What the exercise asks: Two lines mark the range in the entries below: the one holding "Target: clear blue sky" and the one holding "Target: gold finial ball". Set down those two and all lines between them, exactly.
(Beginning of Given information)
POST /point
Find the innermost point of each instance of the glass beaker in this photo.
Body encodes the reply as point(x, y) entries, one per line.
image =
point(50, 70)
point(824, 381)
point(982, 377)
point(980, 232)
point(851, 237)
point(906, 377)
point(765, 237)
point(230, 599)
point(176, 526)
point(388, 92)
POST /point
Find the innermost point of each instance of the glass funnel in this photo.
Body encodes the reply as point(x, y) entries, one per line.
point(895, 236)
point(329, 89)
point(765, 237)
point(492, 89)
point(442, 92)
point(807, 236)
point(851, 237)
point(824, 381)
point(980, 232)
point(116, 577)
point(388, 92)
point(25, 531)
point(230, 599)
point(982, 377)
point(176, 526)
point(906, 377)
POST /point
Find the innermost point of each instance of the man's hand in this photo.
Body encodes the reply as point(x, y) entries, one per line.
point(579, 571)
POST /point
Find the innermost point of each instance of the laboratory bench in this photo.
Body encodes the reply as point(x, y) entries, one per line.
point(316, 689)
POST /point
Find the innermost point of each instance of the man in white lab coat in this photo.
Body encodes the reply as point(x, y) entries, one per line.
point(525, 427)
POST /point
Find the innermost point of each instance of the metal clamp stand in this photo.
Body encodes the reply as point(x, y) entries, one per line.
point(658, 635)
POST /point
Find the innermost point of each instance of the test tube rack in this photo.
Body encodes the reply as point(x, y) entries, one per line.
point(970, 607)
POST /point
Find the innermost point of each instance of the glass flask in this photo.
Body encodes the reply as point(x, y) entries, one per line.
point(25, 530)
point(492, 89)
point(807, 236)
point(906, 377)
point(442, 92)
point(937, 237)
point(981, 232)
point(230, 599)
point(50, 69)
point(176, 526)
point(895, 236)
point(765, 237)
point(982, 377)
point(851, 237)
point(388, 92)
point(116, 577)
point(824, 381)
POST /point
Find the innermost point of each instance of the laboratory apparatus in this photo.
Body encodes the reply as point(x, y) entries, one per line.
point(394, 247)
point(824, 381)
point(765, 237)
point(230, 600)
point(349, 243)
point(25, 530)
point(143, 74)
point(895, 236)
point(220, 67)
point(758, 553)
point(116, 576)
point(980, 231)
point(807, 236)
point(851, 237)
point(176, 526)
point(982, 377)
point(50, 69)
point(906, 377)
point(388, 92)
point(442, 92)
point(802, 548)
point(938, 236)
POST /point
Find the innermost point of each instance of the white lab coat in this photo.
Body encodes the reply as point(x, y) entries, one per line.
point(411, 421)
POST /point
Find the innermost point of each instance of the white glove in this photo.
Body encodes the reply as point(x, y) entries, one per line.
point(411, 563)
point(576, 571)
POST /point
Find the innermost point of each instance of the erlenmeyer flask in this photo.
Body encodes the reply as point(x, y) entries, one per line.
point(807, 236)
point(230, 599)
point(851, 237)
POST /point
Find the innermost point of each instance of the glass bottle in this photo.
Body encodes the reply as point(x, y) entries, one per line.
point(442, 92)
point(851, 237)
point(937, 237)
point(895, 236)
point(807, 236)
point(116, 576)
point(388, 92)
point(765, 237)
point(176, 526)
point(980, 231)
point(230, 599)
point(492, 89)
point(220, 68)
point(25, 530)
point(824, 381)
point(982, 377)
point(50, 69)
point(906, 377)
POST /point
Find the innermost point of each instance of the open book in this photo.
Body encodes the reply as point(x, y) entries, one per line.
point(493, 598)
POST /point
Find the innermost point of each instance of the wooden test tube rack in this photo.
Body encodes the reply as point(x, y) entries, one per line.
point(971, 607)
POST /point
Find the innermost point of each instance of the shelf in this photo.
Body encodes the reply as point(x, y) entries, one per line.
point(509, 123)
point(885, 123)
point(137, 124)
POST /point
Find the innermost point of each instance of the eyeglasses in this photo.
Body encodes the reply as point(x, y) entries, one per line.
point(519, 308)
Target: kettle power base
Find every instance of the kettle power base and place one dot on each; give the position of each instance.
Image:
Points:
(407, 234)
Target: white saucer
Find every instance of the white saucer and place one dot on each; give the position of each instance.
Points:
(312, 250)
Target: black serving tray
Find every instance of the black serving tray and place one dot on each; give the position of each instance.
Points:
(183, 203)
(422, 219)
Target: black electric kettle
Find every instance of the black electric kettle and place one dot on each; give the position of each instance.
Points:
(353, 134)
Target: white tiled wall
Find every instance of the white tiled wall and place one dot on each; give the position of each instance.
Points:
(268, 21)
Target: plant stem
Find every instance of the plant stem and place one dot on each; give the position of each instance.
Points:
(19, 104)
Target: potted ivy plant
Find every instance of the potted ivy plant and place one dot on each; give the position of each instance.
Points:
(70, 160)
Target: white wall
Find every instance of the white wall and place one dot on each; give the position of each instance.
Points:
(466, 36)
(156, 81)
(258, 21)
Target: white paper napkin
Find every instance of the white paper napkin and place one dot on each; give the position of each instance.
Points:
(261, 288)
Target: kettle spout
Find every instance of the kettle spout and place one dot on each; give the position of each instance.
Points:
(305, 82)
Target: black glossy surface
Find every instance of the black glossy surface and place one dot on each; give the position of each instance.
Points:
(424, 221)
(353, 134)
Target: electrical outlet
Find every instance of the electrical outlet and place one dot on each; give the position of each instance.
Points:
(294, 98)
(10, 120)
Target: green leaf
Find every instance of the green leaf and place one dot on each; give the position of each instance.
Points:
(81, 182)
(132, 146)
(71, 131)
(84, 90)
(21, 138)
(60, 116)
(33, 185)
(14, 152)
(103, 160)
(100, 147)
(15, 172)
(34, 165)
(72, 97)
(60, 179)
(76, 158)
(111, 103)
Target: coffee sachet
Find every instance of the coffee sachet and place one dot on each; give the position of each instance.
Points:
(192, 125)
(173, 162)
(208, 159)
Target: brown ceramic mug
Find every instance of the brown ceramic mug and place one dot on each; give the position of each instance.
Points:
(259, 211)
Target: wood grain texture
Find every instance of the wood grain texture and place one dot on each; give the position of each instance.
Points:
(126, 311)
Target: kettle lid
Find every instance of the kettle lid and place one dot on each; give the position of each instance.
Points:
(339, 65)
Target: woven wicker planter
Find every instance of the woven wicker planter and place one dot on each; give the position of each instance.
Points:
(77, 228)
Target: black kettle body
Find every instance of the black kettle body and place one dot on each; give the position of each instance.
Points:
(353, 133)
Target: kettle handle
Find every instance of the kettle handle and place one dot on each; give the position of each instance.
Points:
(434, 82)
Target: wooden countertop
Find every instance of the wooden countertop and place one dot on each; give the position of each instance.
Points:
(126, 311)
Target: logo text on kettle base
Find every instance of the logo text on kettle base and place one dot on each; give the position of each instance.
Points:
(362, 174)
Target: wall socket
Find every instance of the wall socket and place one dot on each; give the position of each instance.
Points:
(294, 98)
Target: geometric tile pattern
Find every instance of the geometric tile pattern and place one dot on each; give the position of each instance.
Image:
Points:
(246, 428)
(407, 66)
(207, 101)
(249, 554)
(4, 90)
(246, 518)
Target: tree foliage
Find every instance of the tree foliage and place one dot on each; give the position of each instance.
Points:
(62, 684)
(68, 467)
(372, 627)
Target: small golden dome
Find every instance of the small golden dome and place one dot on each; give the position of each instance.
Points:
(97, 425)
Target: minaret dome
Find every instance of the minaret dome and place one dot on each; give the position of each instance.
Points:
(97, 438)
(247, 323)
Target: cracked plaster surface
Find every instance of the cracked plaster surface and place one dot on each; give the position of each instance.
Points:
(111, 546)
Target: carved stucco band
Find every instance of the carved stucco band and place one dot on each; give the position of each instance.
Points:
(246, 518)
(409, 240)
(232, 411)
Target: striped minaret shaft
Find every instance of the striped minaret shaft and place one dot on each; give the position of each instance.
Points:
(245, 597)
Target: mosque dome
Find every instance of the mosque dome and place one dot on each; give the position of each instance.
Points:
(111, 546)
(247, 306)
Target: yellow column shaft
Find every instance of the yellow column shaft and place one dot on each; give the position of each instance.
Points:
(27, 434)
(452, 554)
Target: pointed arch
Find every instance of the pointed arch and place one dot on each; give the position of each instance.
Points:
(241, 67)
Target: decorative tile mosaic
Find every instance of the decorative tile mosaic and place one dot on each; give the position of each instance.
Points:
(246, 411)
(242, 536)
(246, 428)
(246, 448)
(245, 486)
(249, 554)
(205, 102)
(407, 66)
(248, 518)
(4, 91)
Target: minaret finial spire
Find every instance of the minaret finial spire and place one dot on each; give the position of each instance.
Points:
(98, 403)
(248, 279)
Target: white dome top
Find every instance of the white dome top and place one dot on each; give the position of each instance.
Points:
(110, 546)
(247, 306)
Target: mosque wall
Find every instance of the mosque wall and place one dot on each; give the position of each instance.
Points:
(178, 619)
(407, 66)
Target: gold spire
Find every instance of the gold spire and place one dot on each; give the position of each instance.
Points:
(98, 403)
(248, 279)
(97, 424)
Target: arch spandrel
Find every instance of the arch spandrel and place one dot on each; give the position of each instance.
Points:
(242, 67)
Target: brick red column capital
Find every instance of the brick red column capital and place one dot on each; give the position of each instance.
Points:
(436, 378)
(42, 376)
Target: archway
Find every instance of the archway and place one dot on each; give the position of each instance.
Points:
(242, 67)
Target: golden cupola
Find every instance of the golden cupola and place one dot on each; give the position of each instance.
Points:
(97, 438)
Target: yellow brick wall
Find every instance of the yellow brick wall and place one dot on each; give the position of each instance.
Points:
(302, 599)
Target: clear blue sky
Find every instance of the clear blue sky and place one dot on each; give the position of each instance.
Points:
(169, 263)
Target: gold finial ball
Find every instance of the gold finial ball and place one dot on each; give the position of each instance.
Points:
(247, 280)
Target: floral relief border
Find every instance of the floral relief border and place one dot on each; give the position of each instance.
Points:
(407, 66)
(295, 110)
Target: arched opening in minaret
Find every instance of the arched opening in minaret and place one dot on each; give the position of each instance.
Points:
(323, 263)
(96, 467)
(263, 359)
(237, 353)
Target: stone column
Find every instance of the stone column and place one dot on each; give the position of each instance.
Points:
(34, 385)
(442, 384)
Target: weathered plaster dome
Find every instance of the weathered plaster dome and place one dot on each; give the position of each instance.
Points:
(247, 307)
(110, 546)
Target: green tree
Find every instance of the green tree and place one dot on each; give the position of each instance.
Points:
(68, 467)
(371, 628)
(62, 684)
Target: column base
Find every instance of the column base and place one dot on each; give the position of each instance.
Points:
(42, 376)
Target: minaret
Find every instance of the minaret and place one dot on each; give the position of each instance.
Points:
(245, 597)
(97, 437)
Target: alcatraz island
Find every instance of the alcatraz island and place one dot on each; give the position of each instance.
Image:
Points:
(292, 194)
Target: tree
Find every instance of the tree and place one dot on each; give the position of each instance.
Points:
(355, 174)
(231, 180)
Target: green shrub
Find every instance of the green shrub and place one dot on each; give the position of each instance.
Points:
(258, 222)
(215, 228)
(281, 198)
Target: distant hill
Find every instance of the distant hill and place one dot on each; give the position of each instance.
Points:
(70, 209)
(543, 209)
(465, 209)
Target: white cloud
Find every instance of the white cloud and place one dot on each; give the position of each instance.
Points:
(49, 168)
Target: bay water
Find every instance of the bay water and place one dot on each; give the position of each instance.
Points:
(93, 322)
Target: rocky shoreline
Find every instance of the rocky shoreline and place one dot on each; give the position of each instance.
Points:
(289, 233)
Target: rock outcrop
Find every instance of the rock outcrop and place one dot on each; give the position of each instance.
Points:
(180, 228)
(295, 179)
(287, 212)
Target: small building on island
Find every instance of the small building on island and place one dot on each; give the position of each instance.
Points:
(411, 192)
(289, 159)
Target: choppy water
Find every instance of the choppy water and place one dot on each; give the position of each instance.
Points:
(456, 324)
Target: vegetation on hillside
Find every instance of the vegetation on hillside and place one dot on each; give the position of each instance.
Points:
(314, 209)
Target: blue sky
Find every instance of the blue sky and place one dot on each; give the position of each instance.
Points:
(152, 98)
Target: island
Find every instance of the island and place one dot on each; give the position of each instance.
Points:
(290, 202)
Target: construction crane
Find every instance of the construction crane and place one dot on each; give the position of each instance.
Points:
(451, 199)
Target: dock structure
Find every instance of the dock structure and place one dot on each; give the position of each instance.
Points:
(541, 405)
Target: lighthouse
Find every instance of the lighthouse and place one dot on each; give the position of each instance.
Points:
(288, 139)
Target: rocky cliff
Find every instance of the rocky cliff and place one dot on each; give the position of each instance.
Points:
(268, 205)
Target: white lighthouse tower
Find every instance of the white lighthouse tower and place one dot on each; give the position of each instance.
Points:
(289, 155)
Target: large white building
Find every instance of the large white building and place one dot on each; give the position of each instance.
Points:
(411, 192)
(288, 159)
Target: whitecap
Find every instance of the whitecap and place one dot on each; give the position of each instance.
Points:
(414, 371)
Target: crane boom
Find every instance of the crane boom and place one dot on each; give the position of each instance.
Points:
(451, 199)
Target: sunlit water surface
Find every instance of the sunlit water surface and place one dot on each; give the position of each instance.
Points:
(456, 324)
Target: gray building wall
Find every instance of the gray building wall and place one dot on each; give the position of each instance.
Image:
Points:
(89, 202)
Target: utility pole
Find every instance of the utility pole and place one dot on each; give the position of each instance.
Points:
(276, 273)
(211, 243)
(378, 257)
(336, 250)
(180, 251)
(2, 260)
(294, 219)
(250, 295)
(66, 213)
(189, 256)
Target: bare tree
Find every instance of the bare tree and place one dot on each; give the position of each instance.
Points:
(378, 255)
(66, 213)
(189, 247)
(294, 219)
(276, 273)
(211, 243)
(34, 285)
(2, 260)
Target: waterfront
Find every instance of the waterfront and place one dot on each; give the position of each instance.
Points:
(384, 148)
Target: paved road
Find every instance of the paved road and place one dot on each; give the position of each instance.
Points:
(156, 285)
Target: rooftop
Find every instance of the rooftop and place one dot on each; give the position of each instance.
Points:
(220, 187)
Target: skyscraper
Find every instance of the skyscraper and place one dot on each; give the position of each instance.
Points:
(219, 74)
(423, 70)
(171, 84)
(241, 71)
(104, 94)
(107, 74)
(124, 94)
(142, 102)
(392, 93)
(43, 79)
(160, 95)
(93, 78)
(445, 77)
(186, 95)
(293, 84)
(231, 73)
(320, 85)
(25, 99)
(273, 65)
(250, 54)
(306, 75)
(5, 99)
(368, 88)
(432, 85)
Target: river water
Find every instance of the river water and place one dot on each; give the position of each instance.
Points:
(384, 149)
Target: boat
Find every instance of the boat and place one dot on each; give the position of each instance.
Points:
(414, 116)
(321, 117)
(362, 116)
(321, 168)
(End of Given information)
Your solution:
Target: clear blue sky
Find every instance of the clear blue sky and place one dot on each; give the position of each instance.
Points:
(169, 263)
Target: gold finial ball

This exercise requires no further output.